→ **Exercise**
Copy the records below verbatim, from the first line through the line containing "the tree branch.", inclusive, and output nothing else.
....
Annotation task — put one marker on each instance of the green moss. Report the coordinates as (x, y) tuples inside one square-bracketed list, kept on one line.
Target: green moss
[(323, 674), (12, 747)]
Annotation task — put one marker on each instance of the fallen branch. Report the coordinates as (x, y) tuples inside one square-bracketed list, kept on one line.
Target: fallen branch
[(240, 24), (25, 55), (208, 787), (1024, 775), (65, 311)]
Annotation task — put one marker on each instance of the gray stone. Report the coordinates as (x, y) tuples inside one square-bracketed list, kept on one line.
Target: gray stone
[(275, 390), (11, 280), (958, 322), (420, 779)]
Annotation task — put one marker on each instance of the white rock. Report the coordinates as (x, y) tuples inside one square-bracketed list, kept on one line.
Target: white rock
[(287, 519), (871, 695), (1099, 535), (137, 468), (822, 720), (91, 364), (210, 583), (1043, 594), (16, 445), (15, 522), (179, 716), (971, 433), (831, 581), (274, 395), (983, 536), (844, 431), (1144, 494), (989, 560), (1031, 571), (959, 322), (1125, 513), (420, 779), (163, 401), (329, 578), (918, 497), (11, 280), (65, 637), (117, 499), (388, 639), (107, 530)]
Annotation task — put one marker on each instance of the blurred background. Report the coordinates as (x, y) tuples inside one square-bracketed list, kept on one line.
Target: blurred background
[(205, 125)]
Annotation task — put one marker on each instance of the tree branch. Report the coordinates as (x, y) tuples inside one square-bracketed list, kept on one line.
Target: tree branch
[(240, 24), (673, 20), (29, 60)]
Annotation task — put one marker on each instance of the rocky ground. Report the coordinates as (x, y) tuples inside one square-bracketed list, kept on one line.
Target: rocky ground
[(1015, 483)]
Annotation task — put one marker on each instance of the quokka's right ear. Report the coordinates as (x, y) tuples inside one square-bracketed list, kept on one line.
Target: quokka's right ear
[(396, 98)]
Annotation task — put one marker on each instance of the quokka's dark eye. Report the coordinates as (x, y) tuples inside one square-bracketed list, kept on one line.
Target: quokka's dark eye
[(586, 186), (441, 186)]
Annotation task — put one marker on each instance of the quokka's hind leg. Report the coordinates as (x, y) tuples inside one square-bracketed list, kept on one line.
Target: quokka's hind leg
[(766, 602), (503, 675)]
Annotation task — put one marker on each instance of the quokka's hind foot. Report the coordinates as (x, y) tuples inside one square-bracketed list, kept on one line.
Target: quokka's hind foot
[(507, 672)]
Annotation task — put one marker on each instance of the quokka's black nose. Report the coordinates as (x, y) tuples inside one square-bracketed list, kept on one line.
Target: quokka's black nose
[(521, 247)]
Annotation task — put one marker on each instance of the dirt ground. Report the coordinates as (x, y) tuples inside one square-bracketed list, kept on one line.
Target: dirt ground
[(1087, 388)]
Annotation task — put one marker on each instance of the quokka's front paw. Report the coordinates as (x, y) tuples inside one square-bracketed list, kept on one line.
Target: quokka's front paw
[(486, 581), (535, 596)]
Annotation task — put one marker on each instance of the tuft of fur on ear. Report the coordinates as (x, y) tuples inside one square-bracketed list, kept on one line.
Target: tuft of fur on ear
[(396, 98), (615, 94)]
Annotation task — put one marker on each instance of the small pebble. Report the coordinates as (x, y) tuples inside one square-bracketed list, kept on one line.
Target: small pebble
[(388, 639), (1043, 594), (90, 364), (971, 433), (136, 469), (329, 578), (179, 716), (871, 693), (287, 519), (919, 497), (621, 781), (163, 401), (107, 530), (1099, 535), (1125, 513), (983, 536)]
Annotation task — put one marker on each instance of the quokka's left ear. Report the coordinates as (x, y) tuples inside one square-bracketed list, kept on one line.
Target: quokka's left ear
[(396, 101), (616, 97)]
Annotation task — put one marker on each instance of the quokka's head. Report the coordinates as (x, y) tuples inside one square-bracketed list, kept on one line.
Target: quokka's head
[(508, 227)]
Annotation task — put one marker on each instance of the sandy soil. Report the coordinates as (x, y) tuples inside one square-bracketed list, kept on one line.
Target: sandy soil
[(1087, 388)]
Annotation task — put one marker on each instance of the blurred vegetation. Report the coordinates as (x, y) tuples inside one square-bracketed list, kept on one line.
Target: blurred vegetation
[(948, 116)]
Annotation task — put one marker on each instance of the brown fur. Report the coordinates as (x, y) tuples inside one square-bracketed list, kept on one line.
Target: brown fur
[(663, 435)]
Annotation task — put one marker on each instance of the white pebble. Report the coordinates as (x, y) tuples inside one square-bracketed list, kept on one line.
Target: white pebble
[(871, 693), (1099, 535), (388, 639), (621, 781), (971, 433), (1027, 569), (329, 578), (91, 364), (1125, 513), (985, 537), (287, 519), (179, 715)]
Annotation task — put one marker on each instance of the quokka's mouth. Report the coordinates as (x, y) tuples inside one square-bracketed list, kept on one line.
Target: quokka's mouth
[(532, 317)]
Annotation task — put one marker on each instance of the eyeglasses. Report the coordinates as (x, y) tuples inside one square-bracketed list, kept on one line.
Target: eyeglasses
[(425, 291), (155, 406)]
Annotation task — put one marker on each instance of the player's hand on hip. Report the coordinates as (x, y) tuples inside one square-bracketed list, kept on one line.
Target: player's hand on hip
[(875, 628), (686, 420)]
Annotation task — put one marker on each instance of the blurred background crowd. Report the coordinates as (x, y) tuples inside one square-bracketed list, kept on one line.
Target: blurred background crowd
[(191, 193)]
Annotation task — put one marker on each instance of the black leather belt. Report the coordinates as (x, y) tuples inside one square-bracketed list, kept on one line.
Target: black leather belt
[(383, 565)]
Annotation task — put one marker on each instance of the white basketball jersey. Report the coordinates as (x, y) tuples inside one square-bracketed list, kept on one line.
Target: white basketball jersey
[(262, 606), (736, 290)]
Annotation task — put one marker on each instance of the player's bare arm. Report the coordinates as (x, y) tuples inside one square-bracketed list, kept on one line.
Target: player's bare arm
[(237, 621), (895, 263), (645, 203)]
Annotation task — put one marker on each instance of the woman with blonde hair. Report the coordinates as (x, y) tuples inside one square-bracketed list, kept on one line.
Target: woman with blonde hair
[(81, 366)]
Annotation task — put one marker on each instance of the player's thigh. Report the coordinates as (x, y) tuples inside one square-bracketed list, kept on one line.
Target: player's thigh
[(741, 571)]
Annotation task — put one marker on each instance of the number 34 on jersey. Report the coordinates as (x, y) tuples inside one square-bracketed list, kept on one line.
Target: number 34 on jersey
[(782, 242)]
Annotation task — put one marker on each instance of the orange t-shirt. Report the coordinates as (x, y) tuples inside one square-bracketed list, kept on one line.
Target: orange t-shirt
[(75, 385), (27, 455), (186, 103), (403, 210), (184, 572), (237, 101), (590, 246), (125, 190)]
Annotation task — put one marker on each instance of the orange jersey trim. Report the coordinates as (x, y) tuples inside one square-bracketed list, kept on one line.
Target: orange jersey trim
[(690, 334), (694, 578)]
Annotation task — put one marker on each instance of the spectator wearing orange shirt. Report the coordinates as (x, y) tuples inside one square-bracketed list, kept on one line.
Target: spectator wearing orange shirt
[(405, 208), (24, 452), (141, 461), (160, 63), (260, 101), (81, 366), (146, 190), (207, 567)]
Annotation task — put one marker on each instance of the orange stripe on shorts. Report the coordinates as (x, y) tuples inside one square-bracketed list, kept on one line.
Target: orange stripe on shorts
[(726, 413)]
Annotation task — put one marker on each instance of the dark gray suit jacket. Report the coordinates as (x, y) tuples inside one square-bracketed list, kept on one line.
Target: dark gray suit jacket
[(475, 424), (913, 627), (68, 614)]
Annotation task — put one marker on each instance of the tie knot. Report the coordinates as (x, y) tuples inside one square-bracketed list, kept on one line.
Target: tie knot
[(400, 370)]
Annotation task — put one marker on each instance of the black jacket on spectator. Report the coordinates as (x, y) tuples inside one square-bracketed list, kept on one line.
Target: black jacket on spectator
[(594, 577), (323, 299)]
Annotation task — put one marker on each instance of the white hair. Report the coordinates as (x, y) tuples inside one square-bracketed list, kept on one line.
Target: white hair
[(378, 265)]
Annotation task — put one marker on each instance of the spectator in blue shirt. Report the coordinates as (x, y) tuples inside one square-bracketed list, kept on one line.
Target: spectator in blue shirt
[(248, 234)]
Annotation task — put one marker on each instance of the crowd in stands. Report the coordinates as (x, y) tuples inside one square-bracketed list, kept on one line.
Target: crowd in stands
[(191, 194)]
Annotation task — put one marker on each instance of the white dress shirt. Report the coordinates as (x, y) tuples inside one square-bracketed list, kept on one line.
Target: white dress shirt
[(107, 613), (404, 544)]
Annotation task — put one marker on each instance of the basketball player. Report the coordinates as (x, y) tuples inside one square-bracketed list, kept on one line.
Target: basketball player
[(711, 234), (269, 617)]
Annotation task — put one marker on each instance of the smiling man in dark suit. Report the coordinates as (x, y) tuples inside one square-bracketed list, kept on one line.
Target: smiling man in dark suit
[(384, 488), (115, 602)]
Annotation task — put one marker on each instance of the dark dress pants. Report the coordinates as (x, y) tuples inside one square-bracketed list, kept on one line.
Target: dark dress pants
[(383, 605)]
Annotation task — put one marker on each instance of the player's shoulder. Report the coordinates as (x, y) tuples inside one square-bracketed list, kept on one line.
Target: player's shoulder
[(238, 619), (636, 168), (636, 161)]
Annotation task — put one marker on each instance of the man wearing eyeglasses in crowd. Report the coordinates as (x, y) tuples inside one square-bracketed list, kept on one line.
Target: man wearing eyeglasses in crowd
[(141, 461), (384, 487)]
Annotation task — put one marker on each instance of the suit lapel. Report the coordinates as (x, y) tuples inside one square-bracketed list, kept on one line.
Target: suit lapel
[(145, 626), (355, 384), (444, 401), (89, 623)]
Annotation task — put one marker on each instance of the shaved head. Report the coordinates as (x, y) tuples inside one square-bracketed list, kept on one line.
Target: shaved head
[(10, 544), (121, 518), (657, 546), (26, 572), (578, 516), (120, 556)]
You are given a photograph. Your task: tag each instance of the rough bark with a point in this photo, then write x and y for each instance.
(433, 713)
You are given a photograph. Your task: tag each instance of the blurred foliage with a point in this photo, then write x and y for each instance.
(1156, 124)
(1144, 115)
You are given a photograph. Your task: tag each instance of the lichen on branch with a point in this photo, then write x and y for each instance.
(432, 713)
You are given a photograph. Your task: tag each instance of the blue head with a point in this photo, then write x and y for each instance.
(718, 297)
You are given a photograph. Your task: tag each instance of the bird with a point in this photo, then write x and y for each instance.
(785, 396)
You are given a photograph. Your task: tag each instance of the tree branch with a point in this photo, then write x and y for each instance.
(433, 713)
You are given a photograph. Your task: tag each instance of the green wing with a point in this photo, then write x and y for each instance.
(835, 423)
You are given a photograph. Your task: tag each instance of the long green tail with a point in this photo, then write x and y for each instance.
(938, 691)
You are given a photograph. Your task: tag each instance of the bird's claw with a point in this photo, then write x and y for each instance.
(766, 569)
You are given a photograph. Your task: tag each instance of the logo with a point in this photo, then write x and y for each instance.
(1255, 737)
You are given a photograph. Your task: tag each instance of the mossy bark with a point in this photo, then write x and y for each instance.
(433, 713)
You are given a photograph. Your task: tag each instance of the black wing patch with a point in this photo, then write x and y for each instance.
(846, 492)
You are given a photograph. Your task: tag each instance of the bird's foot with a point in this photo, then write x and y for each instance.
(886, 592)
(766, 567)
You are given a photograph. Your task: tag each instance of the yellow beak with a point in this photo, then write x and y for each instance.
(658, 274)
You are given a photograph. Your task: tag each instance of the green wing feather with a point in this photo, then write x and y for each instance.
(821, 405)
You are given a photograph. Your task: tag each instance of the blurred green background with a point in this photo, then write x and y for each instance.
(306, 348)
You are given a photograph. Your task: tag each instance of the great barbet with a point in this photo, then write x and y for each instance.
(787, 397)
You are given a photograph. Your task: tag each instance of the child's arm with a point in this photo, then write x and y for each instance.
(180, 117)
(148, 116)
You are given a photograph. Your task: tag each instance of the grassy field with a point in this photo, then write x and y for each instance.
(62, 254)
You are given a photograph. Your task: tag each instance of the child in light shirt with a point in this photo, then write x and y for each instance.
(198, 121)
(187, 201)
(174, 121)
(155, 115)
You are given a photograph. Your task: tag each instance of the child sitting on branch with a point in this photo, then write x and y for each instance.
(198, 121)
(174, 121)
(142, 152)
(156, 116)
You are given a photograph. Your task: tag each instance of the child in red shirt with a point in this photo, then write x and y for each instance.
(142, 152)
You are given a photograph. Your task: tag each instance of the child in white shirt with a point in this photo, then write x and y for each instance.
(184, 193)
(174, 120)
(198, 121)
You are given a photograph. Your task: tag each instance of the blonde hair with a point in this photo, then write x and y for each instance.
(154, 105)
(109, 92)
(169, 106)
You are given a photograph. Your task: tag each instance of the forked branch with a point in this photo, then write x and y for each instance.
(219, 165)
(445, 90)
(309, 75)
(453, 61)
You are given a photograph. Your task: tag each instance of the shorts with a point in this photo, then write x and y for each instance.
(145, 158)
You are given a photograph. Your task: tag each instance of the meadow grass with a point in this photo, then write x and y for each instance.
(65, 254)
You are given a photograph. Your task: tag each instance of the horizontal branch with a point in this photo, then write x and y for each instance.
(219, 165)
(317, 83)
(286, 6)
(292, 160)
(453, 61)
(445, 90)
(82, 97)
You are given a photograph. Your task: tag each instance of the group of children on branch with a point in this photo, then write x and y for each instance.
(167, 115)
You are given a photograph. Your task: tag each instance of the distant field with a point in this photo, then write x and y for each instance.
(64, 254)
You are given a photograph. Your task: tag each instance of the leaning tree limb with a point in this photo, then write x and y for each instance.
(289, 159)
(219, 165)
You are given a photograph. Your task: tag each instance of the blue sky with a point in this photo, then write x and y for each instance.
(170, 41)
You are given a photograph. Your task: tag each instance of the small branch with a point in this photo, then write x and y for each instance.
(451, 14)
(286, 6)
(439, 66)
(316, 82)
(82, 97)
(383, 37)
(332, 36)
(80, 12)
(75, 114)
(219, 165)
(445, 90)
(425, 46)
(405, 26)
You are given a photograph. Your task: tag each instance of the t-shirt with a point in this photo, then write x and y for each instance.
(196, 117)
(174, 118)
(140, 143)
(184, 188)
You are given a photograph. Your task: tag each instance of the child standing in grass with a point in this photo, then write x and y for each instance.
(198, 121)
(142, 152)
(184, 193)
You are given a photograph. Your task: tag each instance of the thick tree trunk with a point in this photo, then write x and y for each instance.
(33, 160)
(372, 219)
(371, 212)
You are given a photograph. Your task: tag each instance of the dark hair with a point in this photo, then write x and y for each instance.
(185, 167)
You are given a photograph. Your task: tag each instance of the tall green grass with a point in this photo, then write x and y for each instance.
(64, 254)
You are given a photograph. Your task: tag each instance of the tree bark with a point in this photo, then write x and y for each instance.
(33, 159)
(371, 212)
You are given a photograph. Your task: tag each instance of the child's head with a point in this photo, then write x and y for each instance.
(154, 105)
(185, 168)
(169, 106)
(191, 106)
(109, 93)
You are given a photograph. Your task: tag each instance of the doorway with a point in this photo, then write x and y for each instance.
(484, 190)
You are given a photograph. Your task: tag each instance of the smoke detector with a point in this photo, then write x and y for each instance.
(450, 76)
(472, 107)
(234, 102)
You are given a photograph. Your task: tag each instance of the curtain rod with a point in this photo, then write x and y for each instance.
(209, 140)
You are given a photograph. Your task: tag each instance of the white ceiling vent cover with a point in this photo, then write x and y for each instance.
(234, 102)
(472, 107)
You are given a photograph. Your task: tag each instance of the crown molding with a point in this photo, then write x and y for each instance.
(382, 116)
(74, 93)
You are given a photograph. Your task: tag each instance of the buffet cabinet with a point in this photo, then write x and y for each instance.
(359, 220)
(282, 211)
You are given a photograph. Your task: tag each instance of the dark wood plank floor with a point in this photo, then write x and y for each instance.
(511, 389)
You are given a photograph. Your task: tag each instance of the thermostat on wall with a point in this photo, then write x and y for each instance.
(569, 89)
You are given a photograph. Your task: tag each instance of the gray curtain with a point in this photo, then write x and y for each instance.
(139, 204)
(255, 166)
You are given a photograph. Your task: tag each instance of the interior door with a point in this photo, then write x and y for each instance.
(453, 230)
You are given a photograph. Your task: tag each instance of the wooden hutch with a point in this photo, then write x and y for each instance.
....
→ **Solution for this exercise**
Annotation task — put one marker on each instance of the green moss. Report the coordinates as (x, y) tuples inside one square-bracketed list, kept on one line.
Target: green moss
[(323, 674), (12, 747)]
Annotation task — put one marker on each instance of the fallen branch. Report the coordinates as (x, y) tuples inside one square-bracketed list, kept on one line.
Target: fallen branch
[(240, 24), (25, 55), (208, 787), (1024, 775), (65, 311)]
Annotation task — put one marker on each instance of the gray stone. Report the coordinates as (x, y) tuples inside one square-bracketed list, kept on one line.
Target: gray stone
[(275, 390), (11, 280), (958, 322), (420, 779)]
Annotation task — put one marker on each instance of the white rock. Report the coordinates as (x, y) tuples inside one square-bracketed list, kept on one line.
Target: white rock
[(287, 519), (871, 695), (1099, 535), (137, 468), (822, 720), (91, 364), (210, 583), (1043, 594), (16, 445), (15, 522), (179, 716), (971, 433), (831, 581), (274, 395), (983, 536), (844, 431), (1144, 494), (989, 560), (1031, 571), (959, 322), (1125, 513), (420, 779), (163, 401), (329, 578), (918, 497), (11, 280), (65, 637), (117, 499), (388, 639), (107, 530)]
Annotation task — put one marker on each instance of the blurred background. Report the coordinates as (x, y) tuples inside one square-bracketed list, kept on one line.
Target: blurred background
[(205, 125)]
Annotation task — put one marker on each instance of the tree branch. Report the coordinates as (x, y) tuples inside one square-bracketed list, kept on one line.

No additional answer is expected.